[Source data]
--
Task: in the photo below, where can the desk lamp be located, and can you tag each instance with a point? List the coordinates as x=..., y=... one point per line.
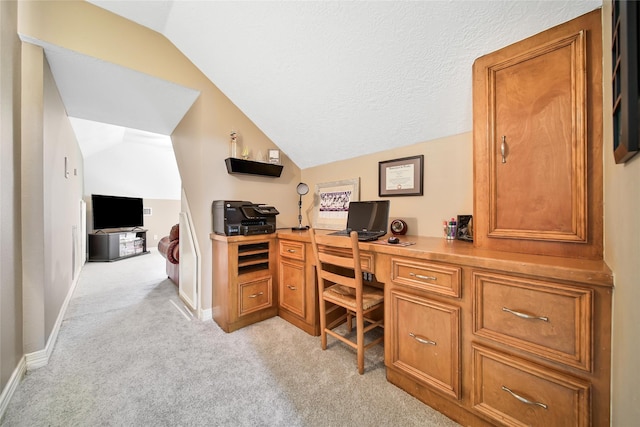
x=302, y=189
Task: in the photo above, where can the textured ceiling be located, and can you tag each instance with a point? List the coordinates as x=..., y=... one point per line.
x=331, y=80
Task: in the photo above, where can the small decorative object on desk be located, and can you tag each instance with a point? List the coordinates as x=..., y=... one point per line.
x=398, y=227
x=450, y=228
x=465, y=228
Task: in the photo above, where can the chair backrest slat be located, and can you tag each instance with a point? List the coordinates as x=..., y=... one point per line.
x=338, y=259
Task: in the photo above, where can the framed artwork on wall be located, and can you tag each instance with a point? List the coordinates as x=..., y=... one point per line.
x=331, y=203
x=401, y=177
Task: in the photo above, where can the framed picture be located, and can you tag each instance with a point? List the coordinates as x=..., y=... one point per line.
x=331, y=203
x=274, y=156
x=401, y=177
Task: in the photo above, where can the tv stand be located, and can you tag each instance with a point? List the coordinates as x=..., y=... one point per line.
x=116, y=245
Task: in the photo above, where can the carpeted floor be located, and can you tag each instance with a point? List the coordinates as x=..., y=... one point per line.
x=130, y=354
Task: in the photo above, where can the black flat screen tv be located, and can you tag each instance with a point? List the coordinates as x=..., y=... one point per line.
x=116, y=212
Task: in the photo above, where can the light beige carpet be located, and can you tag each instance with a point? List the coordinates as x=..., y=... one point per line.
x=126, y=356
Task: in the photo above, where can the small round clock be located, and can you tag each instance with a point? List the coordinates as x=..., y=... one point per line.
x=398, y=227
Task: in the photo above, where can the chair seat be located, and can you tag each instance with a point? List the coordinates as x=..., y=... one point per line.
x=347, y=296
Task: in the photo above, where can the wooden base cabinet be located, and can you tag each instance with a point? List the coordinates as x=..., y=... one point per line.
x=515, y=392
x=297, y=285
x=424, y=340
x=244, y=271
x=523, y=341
--
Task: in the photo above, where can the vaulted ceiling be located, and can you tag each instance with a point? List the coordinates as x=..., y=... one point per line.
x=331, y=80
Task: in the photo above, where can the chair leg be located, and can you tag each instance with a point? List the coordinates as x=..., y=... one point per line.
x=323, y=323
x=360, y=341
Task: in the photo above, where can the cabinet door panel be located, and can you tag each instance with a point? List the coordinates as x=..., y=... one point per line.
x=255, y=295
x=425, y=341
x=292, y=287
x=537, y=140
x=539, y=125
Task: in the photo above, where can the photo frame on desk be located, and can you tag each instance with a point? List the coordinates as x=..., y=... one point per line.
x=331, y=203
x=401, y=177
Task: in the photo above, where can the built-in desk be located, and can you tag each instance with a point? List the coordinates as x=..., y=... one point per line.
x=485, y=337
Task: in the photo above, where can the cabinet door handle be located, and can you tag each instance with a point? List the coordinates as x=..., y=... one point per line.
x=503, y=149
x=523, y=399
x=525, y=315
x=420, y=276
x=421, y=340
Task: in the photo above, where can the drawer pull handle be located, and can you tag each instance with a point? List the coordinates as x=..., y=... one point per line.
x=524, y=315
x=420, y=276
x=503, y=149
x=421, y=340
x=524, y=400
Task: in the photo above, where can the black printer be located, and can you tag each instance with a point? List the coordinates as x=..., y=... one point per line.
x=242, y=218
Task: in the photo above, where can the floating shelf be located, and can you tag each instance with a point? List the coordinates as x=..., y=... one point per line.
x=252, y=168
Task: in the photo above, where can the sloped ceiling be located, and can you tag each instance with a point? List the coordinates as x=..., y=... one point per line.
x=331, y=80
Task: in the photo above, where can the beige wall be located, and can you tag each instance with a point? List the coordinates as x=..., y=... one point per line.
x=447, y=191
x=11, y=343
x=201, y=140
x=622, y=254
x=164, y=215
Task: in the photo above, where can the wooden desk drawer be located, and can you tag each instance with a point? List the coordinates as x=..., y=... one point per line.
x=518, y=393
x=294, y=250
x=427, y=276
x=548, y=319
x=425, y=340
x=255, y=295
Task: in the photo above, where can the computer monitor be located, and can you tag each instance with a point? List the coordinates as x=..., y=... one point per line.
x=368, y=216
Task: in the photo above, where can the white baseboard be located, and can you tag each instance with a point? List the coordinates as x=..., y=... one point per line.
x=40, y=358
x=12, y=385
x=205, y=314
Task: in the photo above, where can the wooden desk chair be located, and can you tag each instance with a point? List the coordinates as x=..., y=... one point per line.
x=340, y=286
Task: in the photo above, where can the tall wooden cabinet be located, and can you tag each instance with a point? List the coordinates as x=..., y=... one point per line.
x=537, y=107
--
■ **Exercise details**
Return each line of the source data above that contains the string "monitor". Treat uppercase and lowercase letters as different.

■ **Problem solution**
Task: in the photo above, where can the computer monitor be located, and can you tag each instance with a point? List the coordinates as x=..., y=... one point per line.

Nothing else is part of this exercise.